(Stored data)
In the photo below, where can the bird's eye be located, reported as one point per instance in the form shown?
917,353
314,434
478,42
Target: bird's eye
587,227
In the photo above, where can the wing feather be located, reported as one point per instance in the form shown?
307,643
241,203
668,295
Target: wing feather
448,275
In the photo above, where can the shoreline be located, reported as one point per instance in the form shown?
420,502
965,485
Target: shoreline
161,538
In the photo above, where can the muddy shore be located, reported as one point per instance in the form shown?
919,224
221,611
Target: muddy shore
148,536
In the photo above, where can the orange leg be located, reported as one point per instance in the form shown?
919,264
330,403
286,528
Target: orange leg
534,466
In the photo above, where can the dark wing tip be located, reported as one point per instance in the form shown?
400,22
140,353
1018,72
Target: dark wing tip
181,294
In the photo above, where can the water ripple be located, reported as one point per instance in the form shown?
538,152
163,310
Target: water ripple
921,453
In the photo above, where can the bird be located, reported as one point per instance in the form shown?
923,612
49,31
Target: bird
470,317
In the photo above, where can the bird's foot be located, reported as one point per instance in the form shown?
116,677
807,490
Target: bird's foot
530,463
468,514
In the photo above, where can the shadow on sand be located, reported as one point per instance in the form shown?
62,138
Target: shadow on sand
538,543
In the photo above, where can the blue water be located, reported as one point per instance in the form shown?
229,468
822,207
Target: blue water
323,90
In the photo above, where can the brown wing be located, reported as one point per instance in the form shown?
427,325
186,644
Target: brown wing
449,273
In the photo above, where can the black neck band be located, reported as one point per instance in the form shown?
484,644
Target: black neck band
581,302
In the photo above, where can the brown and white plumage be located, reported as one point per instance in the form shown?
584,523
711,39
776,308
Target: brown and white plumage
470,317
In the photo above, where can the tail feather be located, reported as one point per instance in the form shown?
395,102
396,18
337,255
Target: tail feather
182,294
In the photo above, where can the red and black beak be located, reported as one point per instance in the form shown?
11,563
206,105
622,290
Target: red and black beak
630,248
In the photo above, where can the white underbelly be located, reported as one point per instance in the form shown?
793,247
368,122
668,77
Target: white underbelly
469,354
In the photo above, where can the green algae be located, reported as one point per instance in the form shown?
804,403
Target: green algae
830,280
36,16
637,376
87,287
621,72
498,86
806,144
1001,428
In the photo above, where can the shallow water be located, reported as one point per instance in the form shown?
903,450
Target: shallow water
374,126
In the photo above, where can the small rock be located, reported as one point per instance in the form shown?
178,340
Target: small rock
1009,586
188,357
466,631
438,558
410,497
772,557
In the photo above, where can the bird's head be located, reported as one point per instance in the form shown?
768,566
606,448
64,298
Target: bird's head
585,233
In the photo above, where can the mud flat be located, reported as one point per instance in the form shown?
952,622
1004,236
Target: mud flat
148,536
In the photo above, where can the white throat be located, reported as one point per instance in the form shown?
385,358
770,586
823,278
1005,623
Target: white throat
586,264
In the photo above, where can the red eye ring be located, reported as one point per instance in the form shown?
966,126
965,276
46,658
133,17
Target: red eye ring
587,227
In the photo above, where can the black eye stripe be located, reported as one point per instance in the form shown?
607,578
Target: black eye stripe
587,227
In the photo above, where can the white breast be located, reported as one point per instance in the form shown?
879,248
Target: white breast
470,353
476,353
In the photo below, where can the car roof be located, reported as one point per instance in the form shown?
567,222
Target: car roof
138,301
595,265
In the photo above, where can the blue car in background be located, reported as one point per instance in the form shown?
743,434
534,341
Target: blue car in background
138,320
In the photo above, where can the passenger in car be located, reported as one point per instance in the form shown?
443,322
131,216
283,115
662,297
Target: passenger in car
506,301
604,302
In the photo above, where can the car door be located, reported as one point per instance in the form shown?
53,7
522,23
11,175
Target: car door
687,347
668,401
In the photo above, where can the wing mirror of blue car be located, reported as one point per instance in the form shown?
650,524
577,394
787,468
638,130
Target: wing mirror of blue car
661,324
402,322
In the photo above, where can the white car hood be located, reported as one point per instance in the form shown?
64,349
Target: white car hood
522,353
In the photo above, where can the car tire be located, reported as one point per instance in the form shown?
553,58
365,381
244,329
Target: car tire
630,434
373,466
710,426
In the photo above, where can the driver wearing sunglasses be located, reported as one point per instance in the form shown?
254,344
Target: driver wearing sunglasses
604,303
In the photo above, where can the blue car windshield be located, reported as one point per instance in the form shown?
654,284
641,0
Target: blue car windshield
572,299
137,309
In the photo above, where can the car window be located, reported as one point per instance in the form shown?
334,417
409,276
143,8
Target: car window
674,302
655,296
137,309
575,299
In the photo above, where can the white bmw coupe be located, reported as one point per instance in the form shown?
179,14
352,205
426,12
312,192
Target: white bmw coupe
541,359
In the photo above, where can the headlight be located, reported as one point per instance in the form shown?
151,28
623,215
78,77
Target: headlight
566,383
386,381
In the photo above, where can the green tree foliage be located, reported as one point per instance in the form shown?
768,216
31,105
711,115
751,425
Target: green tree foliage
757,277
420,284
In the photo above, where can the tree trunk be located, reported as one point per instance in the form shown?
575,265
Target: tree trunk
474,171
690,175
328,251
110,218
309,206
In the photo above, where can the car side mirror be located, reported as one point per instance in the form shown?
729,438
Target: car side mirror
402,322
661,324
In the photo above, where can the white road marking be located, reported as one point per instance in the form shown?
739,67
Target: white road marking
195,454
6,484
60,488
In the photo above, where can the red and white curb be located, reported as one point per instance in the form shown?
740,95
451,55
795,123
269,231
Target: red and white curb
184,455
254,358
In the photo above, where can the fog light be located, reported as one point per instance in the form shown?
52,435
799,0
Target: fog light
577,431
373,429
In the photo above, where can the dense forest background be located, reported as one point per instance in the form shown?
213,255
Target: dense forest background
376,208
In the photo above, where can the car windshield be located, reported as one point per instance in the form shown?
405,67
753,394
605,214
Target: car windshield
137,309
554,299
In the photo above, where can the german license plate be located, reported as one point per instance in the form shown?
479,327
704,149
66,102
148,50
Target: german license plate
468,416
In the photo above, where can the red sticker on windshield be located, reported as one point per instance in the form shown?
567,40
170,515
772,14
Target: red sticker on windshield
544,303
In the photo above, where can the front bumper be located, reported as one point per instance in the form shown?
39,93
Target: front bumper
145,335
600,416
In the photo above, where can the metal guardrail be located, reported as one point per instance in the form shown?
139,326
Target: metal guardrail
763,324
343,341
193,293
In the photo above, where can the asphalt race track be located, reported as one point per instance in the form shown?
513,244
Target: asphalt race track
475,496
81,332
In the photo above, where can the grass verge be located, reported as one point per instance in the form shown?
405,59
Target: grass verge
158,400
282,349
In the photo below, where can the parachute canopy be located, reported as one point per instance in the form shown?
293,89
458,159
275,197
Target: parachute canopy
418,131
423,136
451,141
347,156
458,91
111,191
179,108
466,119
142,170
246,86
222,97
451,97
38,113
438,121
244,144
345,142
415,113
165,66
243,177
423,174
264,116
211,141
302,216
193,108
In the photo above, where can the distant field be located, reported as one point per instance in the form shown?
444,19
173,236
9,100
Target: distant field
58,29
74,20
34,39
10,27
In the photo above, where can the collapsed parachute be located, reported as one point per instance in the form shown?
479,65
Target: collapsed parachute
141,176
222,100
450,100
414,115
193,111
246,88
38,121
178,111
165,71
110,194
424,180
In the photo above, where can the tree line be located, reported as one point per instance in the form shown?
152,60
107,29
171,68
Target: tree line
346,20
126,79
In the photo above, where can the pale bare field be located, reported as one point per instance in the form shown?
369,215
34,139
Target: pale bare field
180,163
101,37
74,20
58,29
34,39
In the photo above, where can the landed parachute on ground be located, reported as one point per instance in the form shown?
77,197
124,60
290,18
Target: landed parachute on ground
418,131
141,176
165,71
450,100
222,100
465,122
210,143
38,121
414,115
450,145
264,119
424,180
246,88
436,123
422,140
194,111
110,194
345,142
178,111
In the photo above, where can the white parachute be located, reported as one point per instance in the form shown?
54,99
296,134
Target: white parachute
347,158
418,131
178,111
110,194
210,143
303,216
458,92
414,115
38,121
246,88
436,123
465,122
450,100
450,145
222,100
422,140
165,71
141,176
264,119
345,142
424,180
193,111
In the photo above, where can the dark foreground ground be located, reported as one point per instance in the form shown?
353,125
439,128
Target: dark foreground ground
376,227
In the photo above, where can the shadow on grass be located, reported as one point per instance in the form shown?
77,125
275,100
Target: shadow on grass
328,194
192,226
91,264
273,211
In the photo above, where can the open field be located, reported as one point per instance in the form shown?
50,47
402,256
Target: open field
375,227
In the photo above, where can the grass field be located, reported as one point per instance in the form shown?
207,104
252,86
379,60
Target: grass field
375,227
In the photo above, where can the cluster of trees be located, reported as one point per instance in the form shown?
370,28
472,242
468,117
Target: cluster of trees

*Required task:* The required output is the exact sequence of lines from the one containing "In the photo above, where can the collapsed" through the end of the listing, both endpoints included.

*Response to this exercise:*
In the photo above, where can the collapsed parachute be located, reported as one point per instance in the form shown?
479,65
Target: collapsed parachute
141,176
222,100
450,100
414,115
193,111
246,88
38,121
178,111
165,71
110,194
424,180
In the photo above, where can the tree line be located, reported as one point per instance in the form shown?
152,60
107,29
171,68
Target: tree line
346,20
126,79
In the photo above, where can the pale bare field be located, reported as one point per instance in the form shown?
369,215
34,139
Target: pale bare field
180,163
101,37
74,20
58,29
34,39
In the photo above, where can the landed parachute on ground be located, reported as one point per instance in the form shown?
77,197
124,60
290,18
Target: landed parachute on ground
418,131
141,176
165,71
450,100
222,100
465,122
210,143
38,121
414,115
450,145
264,119
424,180
246,88
436,123
422,140
194,111
110,194
345,142
178,111
In the photo above, where can the white parachute be located, reported as one point per instance in the form shown?
54,99
296,134
Target: white parachute
347,158
418,131
178,111
110,194
210,143
303,216
458,92
414,115
38,121
246,88
436,123
465,122
450,100
450,145
222,100
422,140
165,71
141,176
264,119
345,142
424,180
193,111
In the photo above, where can the dark foreground ground be located, reported as one point per instance in the form shown?
353,125
439,128
Target: dark foreground ground
376,227
In the photo above, where can the shadow on grass be located, reported as one point per instance in the form shown?
77,125
275,100
Target: shadow on grass
328,194
192,226
91,264
273,211
In the photo above, where can the open field be located, reported as one point per instance in the form shown?
50,47
402,256
Target: open field
375,227
In the photo above, where can the grass field be located, reported as one point per instance in the form shown?
207,104
252,86
379,60
Target: grass field
375,227
In the photo above, where can the cluster of trees be located, reported as one point per instance in the form shown?
370,28
472,242
468,117
Target: cluster of trees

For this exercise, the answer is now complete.